Sport | Muay Thai

„Weil ich gerne Leute zusammenschlage“

Magdalena Pircher bereitet sich auf den Kampf um den Europatitel im Thai-Boxen (Fliegengewicht) vor. Von Vorurteilen, Verzicht und ihrer Liebe zum härtesten Kampfsport.
Magdalena Pircher
Foto: Critelli
Im Kalender der Bozner Sportlerin Magdalena Pircher dürfte der 6. Mai rot markiert sein. Dann wird sie im Four Points Sheraton mit der Spanierin Claudia Perona um den Europatitel im Muay Thai - oder Thai-Boxen - in ihrer Gewichtsklasse kämpfen. Ausgerichtet werden die Kämpfe von Sing Noi Muay Thai, einem nicht profitorientierten Sportverein mit Sitz in Bozen, der neben der Tätigkeit als Veranstalter und der Verbreitung des Sports in besonderer Weise auf die Förderung lokaler Athletinnen setzt. Der Verein baut auf die jahrzehntelange Vorarbeit von Barbara Callegarin und Franz Haller auf. Letzterer ist dem Verein als Trainer treu geblieben. In die Salto Redaktion haben Magdalena Pircher Stefan Mohr, ihr Trainer, sowie Elias Bonell begleitet. Gemeinsam organisieren sie die Muay Thai Arena (siehe Infobox) in deren Rahmen Magdalena Pircher um den Europa Titel des World Muaythai Council kämpfen wird.
Wir drücken ihr die Daumen.
 
Salto.bz: Frau Pircher, haben Sie mit den Vorbereitungen auf den Kampf bereits begonnen? Wie kann man sich Ihr Training vorstellen?
 
Magdalena Pircher: Es dauert noch fünf Wochen bis zum Kampf, deswegen haben wir letzte Woche mit den Vorbereitungen begonnen. Wir trainieren am Morgen, treffen uns um 6 Uhr und gehen eine halbe Stunde laufen und trainieren dann noch eineinhalb bis zwei Stunden in der Halle. Gegen Ende April wird das noch intensiver, teilweise auch mit zwei Trainings am Tag.
####################
**BITTE VERVOLLSTÄNDIGEN**
1 > Nenne alle Personen, die im Text über Magdalena Pircher ab „Im Kalender der Bozner Sportlerin“ mit Vor- und Nachnamen vorkommen.
2 > Schreib den Text über Magdalena Pircher nach seinem letzten Satz weiter.

**DATENSATZINHALT**
####################
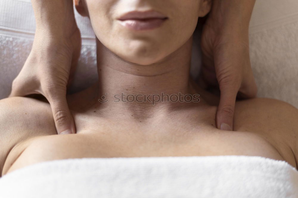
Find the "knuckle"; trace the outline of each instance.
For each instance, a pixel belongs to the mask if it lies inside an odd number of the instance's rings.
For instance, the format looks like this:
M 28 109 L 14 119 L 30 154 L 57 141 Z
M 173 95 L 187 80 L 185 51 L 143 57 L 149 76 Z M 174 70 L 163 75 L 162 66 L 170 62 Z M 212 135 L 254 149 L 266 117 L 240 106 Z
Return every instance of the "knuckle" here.
M 58 125 L 64 124 L 68 120 L 68 116 L 66 111 L 58 111 L 55 114 L 55 122 Z
M 225 105 L 221 110 L 220 113 L 227 117 L 232 118 L 234 115 L 234 111 L 231 105 Z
####################
**ENDERGEBNISSE**
1 > Magdalena Pircher, Claudia Perona, Barbara Callegarin, Franz Haller, Stefan Mohr, Elias Bonell

2 >
 
Mit kurzen Rundenzeiten (3 Minuten), fünf Runden und kurzer Distanz zwischen den Kämpferinnen ist Thai Boxen ein sehr schneller Sport. Wie sehr zählen da Reflexe und wie viel muss man einstecken können?
 
Es ist vielfach schon noch die Reaktion. In solchen Momenten, wenn man vielleicht sieht, dass der Gegner anfängt zu schlagen, muss man dementsprechend reagieren. Man weicht aus oder blockt und kontert auf jeden Fall.
 
Wie lernt man einen Treffer einstecken zu können? Gerade im Training wird auch zum Schutz der Sportlerinnen auf Schoner gesetzt.
 
Wir machen Profikämpfe, bei denen gibt es keine Schützer. Beim Training schon, zum Teil wird man da aber auch in der Defensive abgehärtet. Da ist sicher auch viel Gewohnheit dabei. Man muss sicher einstecken können und das lernt man auch im Training.
 
 
Es ist so, dass mit Bein-, Knie- und Ellenbogenstößen einiges im Muay Thai erlaubt ist. Hat man da anfangs Berührungsangst und wie überwindet man die?
 
Ich denke, die meisten Personen haben wenn sie anfangen mehr Angst, andere zu verletzen als sich selber. Auch das passiert auf Trainingsebene: Es wird versucht, einen Kampf zu simulieren, ohne dass man sich so verletzt wie bei einem Kampf. Im Training gebe ich mein Bestes, aber mit den anderen „Gitschen“ unserer Halle werfen wir uns nicht alles um die Ohren.
 
Ist Muay Thai für Sie bereits eine globalisierte Sportart, oder ist es noch so, dass Sportlerinnen in Thailand einen gewissen Heimvorteil haben? Und gibt es vielleicht ein Handicap hier in Südtirol?
 
In Südtirol und Italien ist es sicher ein Problem, dass es viel zu wenige Veranstaltungen gibt. Als ich vor Kurzem in Thailand war, habe ich erlebt, dass man jeden Tag die Möglichkeit hat zu kämpfen. Hier, in Italien, haben auch durch Corona viele Veranstalter aufgehört. Es steckt ein großer Aufwand und Kosten hinter den Kämpfen, deswegen sehen sich die meisten, außer unserer Halle nicht darüber hinaus irgendwelche Veranstaltungen zu organisieren.
 
Welches sind die größten Kostenpunkte für so ein Event?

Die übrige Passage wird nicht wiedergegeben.